*** Opening DATA ***

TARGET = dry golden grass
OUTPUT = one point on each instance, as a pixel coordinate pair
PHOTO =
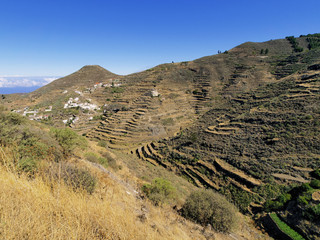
(32, 208)
(36, 209)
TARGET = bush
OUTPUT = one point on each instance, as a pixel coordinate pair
(92, 157)
(68, 139)
(315, 184)
(159, 191)
(207, 207)
(28, 165)
(316, 174)
(102, 143)
(285, 228)
(79, 178)
(279, 203)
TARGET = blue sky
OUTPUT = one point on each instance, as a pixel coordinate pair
(56, 38)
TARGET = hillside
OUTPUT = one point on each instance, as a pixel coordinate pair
(244, 122)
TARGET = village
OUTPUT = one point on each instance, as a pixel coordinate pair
(79, 102)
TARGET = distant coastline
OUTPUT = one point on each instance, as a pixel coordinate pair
(10, 90)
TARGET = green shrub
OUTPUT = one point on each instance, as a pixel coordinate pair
(279, 203)
(316, 174)
(68, 139)
(93, 157)
(285, 228)
(315, 184)
(79, 178)
(159, 191)
(102, 143)
(313, 212)
(108, 161)
(117, 90)
(28, 165)
(207, 207)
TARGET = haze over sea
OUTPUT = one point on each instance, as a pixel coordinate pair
(23, 84)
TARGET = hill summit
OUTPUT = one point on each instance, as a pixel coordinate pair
(86, 76)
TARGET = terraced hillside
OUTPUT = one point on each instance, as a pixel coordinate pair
(234, 121)
(247, 143)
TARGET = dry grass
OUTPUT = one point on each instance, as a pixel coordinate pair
(36, 209)
(32, 208)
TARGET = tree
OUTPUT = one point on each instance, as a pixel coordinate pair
(207, 207)
(159, 191)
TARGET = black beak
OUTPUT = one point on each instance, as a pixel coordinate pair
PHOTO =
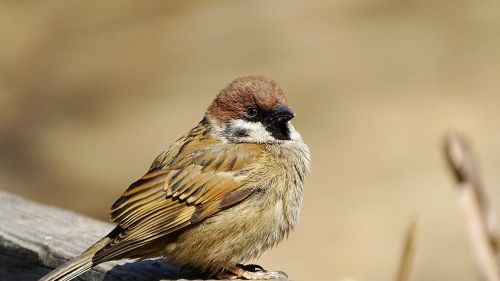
(281, 115)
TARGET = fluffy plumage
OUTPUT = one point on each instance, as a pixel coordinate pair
(220, 195)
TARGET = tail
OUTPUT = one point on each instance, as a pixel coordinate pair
(78, 265)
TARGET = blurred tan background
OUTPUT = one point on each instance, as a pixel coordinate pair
(91, 92)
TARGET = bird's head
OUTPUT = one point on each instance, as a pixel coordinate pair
(252, 109)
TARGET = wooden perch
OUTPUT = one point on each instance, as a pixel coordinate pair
(480, 220)
(36, 238)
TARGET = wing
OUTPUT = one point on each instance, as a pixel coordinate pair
(197, 177)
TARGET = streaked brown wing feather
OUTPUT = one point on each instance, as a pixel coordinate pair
(200, 177)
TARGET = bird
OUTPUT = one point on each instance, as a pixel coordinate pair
(226, 191)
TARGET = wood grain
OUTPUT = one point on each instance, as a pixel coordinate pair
(36, 238)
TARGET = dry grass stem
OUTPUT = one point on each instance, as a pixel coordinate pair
(480, 220)
(408, 253)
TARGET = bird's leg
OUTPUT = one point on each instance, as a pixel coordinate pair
(249, 272)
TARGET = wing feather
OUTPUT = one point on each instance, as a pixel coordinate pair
(197, 177)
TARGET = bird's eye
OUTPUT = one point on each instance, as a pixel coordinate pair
(252, 112)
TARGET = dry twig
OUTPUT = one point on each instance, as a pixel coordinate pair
(480, 220)
(408, 253)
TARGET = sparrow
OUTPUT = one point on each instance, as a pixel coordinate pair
(222, 194)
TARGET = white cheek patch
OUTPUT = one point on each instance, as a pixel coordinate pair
(246, 131)
(294, 135)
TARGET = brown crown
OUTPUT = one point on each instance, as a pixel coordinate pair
(254, 90)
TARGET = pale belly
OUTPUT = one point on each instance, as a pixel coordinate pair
(234, 235)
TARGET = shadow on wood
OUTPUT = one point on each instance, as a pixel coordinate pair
(36, 238)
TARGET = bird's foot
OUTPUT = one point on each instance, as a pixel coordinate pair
(249, 272)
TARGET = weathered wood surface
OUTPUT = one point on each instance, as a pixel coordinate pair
(36, 238)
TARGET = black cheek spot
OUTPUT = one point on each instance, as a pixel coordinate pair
(240, 133)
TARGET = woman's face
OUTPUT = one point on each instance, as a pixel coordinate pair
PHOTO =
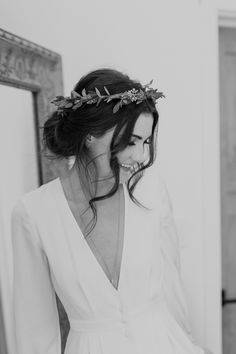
(136, 152)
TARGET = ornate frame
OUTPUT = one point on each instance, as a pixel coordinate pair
(26, 65)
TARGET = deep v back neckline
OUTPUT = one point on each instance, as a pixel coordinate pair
(91, 254)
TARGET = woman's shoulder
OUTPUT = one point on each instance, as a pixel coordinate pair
(37, 200)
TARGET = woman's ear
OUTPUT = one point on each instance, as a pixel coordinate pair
(89, 140)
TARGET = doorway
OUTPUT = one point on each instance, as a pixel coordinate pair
(227, 56)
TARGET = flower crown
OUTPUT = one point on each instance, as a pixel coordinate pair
(75, 101)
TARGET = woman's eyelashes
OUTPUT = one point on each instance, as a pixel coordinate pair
(148, 141)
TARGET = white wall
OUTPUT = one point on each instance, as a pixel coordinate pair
(175, 43)
(18, 175)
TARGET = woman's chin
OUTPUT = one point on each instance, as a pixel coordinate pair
(124, 175)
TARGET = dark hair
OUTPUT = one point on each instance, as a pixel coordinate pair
(65, 136)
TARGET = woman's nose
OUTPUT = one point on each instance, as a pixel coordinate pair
(141, 154)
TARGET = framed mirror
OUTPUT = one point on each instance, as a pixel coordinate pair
(27, 66)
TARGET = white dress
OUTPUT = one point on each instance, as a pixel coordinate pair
(146, 314)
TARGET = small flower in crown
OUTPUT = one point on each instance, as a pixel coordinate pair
(75, 101)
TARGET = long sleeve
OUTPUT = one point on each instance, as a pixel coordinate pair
(36, 318)
(172, 280)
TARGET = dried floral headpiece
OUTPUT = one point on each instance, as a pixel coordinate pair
(75, 101)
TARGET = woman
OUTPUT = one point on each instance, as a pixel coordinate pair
(102, 237)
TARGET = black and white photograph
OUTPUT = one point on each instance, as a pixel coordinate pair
(118, 177)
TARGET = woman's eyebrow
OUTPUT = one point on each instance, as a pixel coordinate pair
(137, 136)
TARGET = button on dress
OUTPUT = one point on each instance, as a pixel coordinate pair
(145, 314)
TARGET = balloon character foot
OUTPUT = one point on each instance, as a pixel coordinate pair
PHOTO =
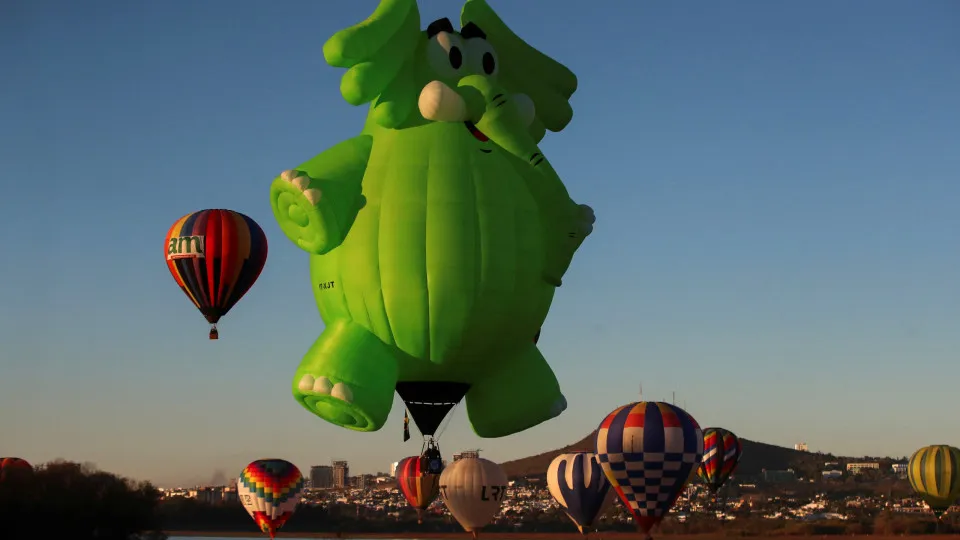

*** Closing DATA ***

*TASK OBJECTIVE:* For this exercise, return the data above exactly and leave every picture out.

*OUTPUT BELOW:*
TARGET = dry golden grass
OUTPUT = one point on each instance, as a pixel coordinate pair
PHOTO =
(32, 208)
(36, 209)
TARGET = bush
OUTPUT = one point on each instance, as a pixel coordinate pair
(92, 157)
(68, 139)
(315, 184)
(159, 191)
(207, 207)
(28, 165)
(316, 174)
(102, 143)
(285, 228)
(79, 178)
(279, 203)
TARGET = blue sky
OUTPUT = one point on each instance, as a pixel coordinate pair
(56, 38)
TARGET = hillside
OUTPUT = one point on each instance, as a pixel coordinate pair
(244, 122)
TARGET = village
OUTPUT = one point on each instance, as a pixel coordinate pair
(79, 102)
TARGET = distant coastline
OUTPUT = one point on each instance, as a pixel coordinate pair
(10, 90)
TARGET = green shrub
OUTPUT = one point on each instance, as a pixel coordinate pair
(279, 203)
(316, 174)
(68, 139)
(93, 157)
(285, 228)
(315, 184)
(79, 178)
(159, 191)
(102, 143)
(313, 212)
(108, 161)
(117, 90)
(28, 165)
(207, 207)
TARGET = haze over sea
OUTPUT = one point on each instance, as a pixel coordinate pair
(23, 84)
TARGET = hill summit
OUTPUT = one point on each instance, as a pixel coordinate pair
(86, 76)
TARGET = terraced hillside
OUTPUT = one point on each instance, as a pixel coordinate pair
(234, 121)
(247, 143)
TARGET = dry grass
OUTPUT = one point on each instance, as a pixel coordinate pair
(36, 209)
(32, 208)
TARGET = tree
OUTPUT = one point on each instance, as a pixel coordinate pair
(207, 207)
(159, 191)
TARGET = black beak
OUTPUT = one point on each instance, as a pixel coordinate pair
PHOTO =
(281, 115)
TARGET = fluffy plumage
OUTPUT = one point on each instance, as a pixel coordinate pair
(220, 195)
TARGET = tail
OUTPUT = one point on each instance, as a pixel coordinate pair
(78, 265)
TARGET = blurred tan background
OUTPUT = one point on each instance, as a pixel coordinate pair
(91, 92)
TARGET = bird's head
OUTPUT = one point on each instance, as a pixel coordinate pair
(252, 109)
TARGET = wooden perch
OUTPUT = one point on each instance, as a pixel coordinate pair
(480, 220)
(36, 238)
TARGET = wing
OUTPUT = one point on each instance, as a pixel coordinate pair
(197, 177)
TARGET = streaked brown wing feather
OUTPUT = one point on each instance, as a pixel coordinate pair
(200, 177)
TARGET = bird
OUTPUT = one point on each instance, as a pixel coordinate pair
(226, 191)
TARGET = wood grain
OUTPUT = one point on each instance, as a pixel coordinate pair
(36, 238)
TARGET = dry grass stem
OUTPUT = one point on each instance, as a pixel coordinate pair
(480, 220)
(408, 253)
TARGET = bird's leg
OUTPUT = one point on each instance, as a pixel coordinate pair
(249, 272)
TARGET = wing feather
OUTPUT = one point on each instance, as a pixel coordinate pair
(197, 177)
TARGET = bird's eye
OUTPUT = one point on each instance, as a pixel coordinate pair
(252, 112)
TARGET = dry twig
OUTPUT = one point on each instance, as a pixel coordinate pair
(480, 220)
(408, 253)
TARGET = sparrow
OUTPUT = one point on each instance, as a pixel coordinate pair
(222, 194)
TARGET = white cheek patch
OUTPUT = one point on each instance, as a pixel coordinate pair
(246, 131)
(294, 135)
TARGET = brown crown
OUTPUT = one point on each instance, as a pixel coordinate pair
(254, 90)
TARGET = pale belly
OUTPUT = one point on each instance, as a pixel coordinate pair
(234, 235)
TARGET = shadow on wood
OUTPUT = one point on each instance, as a pixel coordinate pair
(36, 238)
TARGET = bird's foot
OUTPUT = one point on each instance, as a pixel coordinate pair
(249, 272)
TARGET = weathered wood surface
OUTPUT = one point on each instance, as a pixel coordinate pair
(36, 238)
TARGET = black cheek spot
OUTPUT = one point on each instance, as a pixel coordinate pair
(240, 133)
TARGET = woman's face
OUTPUT = one point on each instance, as a pixel coordinate pair
PHOTO =
(136, 152)
TARGET = ornate frame
OUTPUT = one point on each instance, as a pixel coordinate pair
(26, 65)
TARGET = deep v back neckline
OUTPUT = one point on each instance, as a pixel coordinate pair
(91, 254)
TARGET = woman's shoulder
OUTPUT = one point on each instance, as a pixel coordinate pair
(37, 200)
TARGET = woman's ear
OUTPUT = one point on each instance, as a pixel coordinate pair
(89, 140)
TARGET = doorway
OUTPUT = one point on each instance, as a pixel coordinate pair
(227, 56)
TARGET = flower crown
OUTPUT = one point on each instance, as a pixel coordinate pair
(75, 101)
TARGET = woman's eyelashes
OUTPUT = one point on each instance, as a pixel coordinate pair
(148, 141)
TARGET = white wall
OUTPUT = one point on each instance, as a pixel coordinate pair
(175, 43)
(18, 175)
TARGET = woman's chin
OUTPUT = one point on each instance, as a pixel coordinate pair
(124, 175)
TARGET = dark hair
OUTPUT = one point on each instance, as a pixel coordinate pair
(65, 136)
TARGET = woman's nose
OUTPUT = one point on each instance, as a pixel coordinate pair
(141, 154)
TARGET = framed mirror
OUTPUT = one point on each instance, as a pixel coordinate pair
(27, 66)
TARGET = white dress
OUTPUT = one point on each instance, as a pixel coordinate pair
(146, 314)
TARGET = small flower in crown
OUTPUT = one point on each instance, as a pixel coordinate pair
(75, 101)
TARGET = long sleeve
OUTPUT = one point on each instance, as a pixel coordinate pair
(36, 318)
(172, 280)
TARGET = dried floral headpiece
OUTPUT = one point on each instance, as a pixel coordinate pair
(75, 101)
TARGET = woman
OUTPUT = one point on each instance, as a pixel coordinate pair
(102, 237)
TARGET = black and white photograph
OUTPUT = one point on each instance, as a pixel coordinate pair
(118, 177)
TARGET = woman's eyebrow
OUTPUT = one point on each instance, as a pixel coordinate pair
(137, 136)
TARGET = button on dress
OUTPUT = one point on each instance, as a pixel coordinate pair
(145, 314)
TARGET = balloon character foot
OUTPUT = one point on each instance, as a pixel coordinate pair
PHOTO =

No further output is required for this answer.